Copy out the listing below line for line, starting at the line with "Would you be able to show me where the missing" and ending at the line with "[79,297,150,355]", both included. Leave the pictures out of your copy.

++++

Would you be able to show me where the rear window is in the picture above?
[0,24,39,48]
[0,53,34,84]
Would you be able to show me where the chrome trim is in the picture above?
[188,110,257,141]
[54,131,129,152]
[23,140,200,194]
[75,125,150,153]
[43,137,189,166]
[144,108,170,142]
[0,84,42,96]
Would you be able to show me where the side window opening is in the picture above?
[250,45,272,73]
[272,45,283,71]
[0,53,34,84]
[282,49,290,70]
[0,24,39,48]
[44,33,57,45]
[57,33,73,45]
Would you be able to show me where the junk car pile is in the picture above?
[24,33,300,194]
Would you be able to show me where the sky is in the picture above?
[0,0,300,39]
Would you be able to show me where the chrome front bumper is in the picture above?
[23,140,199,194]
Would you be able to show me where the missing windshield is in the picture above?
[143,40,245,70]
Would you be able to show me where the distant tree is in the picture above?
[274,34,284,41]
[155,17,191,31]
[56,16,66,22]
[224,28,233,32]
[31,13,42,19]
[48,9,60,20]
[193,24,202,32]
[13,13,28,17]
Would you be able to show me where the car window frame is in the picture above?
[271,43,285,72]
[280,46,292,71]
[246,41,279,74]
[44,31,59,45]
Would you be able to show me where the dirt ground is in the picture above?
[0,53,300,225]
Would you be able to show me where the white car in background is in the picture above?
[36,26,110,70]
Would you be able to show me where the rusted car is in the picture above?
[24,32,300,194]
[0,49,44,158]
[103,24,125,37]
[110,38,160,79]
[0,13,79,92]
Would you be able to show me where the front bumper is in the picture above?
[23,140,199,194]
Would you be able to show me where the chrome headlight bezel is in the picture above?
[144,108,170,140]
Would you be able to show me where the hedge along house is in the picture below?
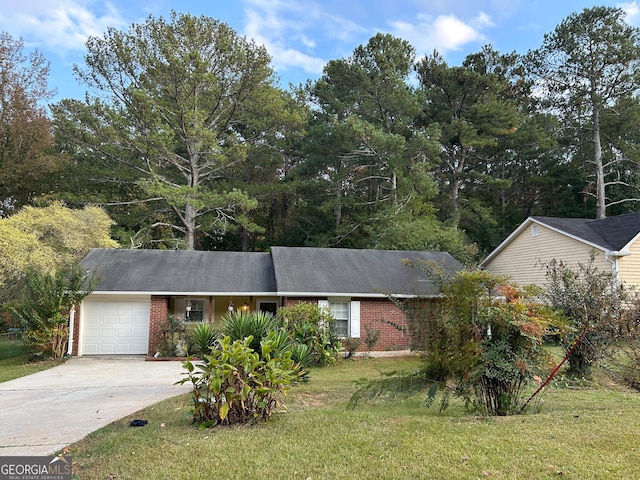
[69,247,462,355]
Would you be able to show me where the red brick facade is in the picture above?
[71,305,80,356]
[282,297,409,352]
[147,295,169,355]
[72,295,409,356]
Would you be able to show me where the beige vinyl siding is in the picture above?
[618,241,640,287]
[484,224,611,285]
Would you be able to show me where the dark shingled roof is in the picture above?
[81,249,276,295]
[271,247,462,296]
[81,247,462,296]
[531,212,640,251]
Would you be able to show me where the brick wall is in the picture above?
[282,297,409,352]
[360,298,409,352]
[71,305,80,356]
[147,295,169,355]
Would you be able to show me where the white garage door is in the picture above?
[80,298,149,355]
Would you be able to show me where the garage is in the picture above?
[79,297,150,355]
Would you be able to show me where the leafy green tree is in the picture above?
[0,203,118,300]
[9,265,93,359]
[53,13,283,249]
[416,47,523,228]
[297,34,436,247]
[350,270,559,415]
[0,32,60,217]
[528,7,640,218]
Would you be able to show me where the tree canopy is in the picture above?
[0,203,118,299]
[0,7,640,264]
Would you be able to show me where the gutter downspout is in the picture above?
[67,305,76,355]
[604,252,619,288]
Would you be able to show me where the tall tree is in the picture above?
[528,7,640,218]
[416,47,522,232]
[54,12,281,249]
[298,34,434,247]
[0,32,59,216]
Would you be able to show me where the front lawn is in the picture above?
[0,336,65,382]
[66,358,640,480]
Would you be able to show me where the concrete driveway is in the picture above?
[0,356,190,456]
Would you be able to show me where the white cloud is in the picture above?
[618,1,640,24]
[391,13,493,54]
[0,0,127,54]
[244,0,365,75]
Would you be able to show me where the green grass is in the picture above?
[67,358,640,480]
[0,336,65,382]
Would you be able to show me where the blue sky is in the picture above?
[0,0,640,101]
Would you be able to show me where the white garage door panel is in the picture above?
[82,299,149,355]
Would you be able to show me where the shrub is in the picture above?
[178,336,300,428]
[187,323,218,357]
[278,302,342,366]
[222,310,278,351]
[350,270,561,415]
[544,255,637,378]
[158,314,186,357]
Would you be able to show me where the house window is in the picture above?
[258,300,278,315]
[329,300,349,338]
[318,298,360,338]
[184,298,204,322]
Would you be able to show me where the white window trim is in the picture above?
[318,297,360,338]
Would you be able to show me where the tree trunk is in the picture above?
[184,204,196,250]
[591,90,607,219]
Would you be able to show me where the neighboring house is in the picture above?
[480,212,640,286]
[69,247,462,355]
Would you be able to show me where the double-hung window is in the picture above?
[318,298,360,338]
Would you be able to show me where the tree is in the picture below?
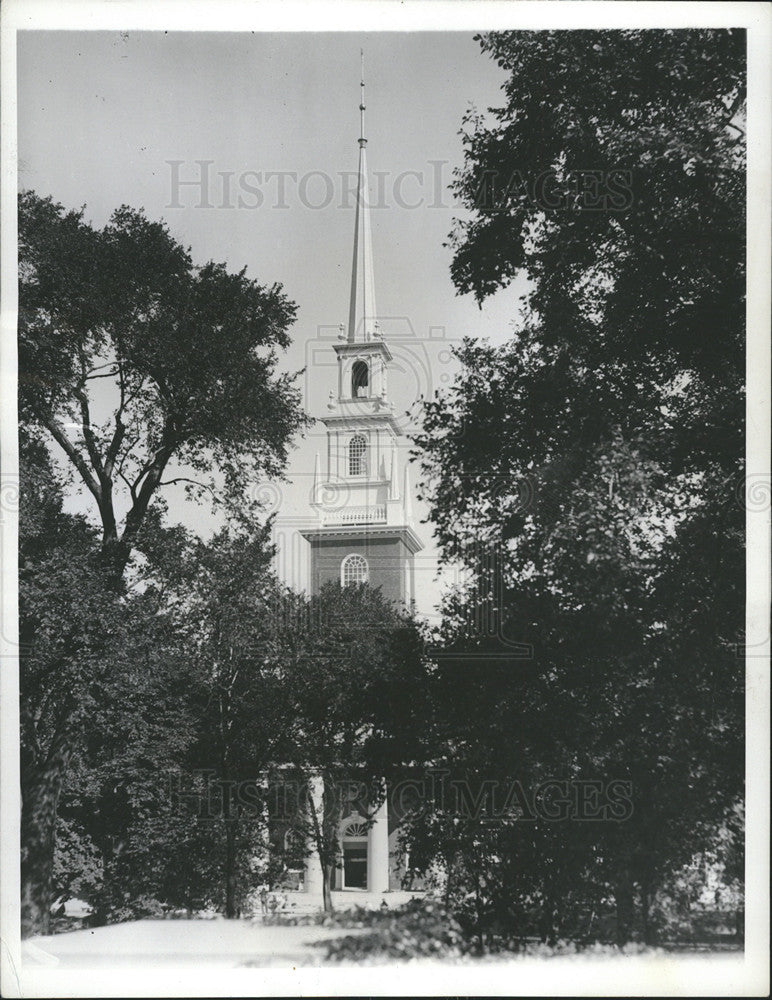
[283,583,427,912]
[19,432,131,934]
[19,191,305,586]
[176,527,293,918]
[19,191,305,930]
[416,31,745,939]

++++

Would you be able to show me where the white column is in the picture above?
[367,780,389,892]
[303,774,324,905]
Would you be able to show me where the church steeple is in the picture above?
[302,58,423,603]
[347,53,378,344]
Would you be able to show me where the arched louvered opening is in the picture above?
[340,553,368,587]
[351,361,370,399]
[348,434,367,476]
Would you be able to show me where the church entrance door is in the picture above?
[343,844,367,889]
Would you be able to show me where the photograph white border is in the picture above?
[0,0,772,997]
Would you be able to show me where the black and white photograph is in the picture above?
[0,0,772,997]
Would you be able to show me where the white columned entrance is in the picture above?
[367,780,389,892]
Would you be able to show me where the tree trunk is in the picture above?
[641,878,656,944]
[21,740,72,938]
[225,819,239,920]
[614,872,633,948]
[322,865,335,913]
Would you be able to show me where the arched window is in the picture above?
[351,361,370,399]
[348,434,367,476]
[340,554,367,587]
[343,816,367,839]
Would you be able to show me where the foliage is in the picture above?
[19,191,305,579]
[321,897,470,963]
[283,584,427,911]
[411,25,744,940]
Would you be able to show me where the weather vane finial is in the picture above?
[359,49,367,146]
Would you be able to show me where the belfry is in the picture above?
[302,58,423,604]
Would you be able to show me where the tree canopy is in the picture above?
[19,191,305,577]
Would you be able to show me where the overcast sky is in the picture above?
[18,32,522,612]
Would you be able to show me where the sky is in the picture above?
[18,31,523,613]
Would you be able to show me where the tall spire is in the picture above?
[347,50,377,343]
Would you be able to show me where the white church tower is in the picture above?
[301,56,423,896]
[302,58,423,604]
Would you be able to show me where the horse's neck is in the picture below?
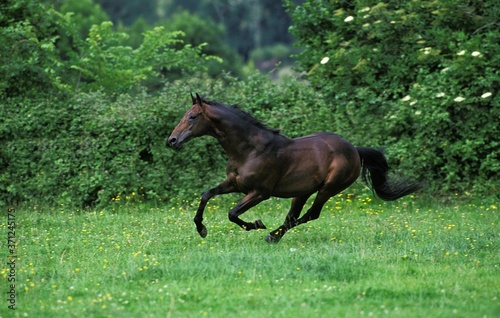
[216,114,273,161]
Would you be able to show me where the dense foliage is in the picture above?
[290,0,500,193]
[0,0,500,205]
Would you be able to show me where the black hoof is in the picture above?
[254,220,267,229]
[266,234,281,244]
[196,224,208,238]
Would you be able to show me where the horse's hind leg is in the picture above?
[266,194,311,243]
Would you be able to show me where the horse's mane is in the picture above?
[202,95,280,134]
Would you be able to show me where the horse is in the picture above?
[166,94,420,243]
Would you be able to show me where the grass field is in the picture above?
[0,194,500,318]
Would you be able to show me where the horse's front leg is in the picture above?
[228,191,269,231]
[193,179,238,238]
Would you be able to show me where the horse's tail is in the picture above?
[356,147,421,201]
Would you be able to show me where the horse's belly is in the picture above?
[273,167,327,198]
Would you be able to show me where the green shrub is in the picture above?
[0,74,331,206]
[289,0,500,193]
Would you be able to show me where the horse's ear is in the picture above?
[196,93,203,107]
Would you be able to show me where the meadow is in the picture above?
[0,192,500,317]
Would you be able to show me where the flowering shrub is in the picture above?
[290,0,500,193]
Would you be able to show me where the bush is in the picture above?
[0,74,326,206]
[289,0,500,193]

++++

*SOLVED EXERCISE*.
Would you be able to show me where the missing windshield is in the picture above?
[143,40,245,70]
Would you be able to show me where the distant tree is in the picture above?
[274,34,284,41]
[155,17,191,31]
[56,16,66,22]
[224,28,233,32]
[31,13,42,19]
[48,9,60,20]
[193,24,202,32]
[13,13,28,17]
Would you be able to show me where the car window frame is in the picture above?
[271,43,285,72]
[280,46,292,71]
[246,41,279,74]
[44,31,59,45]
Would you be able to show me where the dirt ground is in the picture above?
[0,53,300,225]
Would you be able to show me where the white car in background is in the picture above?
[36,26,110,70]
Would you be able to show me where the rusted car is in the picture above?
[24,32,300,194]
[0,49,44,158]
[103,24,125,37]
[110,38,160,79]
[0,13,79,92]
Would you be able to show me where the front bumper is in the picture above?
[23,140,199,194]
Would you be able to show me where the chrome headlight bezel is in the picture above?
[144,108,170,140]
Would you be able to show me where the hedge along house is in the picture below?
[69,247,462,355]
Would you be able to show me where the red brick facade is in the picture above?
[71,305,80,356]
[282,297,409,352]
[147,295,169,355]
[72,295,409,356]
Would you be able to show me where the beige vinyl siding is in the picture above?
[618,241,640,287]
[484,224,611,285]
Would you be able to show me where the dark shingled roof is in the picture above?
[81,249,276,295]
[271,247,462,296]
[81,247,462,296]
[531,212,640,251]
Would you be able to show me where the brick wall is in the picture above?
[282,297,409,352]
[360,298,409,352]
[71,305,80,356]
[147,295,169,355]
Would you be able to show me where the white garage door is in the picture above?
[80,298,149,355]
Would you be able to show me where the garage is in the picture above?
[79,297,150,355]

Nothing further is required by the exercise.